Se llamaba Juan y estaba muy flaco. Le
iba a visitar como voluntario de una ong dos veces por semana: las mañanas de los
martes y jueves. Me recibía en el salón, con olor de cigarrillo por la casa. No
podía fumar, una necrosis en sus pies y sus manos, un problema de hígado y más
cosas que no me quería contar eran razón suficiente para que el humo del
cigarro oliera a pecado capital. Juan me hablaba de su hija, Nerea, y algo de
su mujer con la que de vez en cuando tenía algún pleito que le provocaba un
gesto de contrariedad al recordarlo. A Juan le gustaban las cosas que no podía
hacer: conducir y apretar el acelerador hasta el fondo con la ventanilla bajada,
beber unas cervezas en la bolera o, lo dicho, fumarse un cigarrillo, o dos, o
tres... Invertíamos nuestro tiempo juntos en jugar a las cartas o a los videojuegos
y en hablar de cosas insípidas como si
nos sobrara el tiempo.

Datos de entrada
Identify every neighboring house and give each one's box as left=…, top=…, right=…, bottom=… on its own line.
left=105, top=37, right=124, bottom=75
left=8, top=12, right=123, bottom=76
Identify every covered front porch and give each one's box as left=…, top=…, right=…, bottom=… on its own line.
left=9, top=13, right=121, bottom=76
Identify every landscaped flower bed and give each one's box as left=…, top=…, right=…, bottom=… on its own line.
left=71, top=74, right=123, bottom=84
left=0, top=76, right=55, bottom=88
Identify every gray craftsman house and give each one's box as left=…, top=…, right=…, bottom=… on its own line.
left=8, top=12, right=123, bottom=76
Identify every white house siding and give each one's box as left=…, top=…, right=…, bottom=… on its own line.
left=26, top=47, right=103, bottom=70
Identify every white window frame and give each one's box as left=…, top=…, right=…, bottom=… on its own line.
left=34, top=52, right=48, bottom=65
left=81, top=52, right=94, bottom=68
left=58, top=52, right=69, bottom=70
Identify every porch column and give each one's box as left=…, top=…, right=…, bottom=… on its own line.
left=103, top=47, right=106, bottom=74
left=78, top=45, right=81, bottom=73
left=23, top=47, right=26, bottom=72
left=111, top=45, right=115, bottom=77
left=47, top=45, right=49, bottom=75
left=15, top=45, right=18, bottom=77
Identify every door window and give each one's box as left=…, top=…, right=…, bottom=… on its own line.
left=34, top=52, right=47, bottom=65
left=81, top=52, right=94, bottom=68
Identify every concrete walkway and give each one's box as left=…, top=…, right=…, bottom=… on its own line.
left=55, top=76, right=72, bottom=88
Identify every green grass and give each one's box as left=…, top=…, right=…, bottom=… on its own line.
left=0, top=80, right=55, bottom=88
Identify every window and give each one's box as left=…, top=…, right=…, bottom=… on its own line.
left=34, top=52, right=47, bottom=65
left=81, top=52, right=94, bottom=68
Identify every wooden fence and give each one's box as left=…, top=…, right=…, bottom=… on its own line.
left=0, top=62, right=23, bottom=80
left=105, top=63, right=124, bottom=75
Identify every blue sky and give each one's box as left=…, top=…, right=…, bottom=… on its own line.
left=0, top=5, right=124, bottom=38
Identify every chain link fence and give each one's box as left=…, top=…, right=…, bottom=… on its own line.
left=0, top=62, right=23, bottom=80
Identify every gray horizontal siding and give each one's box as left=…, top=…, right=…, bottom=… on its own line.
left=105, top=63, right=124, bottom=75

Qué se pide
1. Responde con lo que dice el texto sobre Juan:
(a) ¿Qué días de la semana y en qué momento del día eran las visitas a Juan?
(b) ¿Cómo se llamaba la hija de Juan?
(c) ¿A qué jugaban juntos durante las visitas?
2. Renombra "blue sky" como "clear sky" en el tramo del listado que va desde la línea que contiene "Identify every wooden" hasta la que contiene "left=0, top=5, right=124, bottom=38", ambas incluidas. Escribe solo esas líneas y deja todo lo demás igual.
El listado no guarda ninguna relación con el texto.

Respuestas escritas
1.
(a) Los martes y los jueves, por la mañana.
(b) Nerea.
(c) A las cartas o a los videojuegos.

2.
Identify every wooden fence and give each one's box as left=…, top=…, right=…, bottom=… on its own line.
left=0, top=62, right=23, bottom=80
left=105, top=63, right=124, bottom=75
Identify every clear sky and give each one's box as left=…, top=…, right=…, bottom=… on its own line.
left=0, top=5, right=124, bottom=38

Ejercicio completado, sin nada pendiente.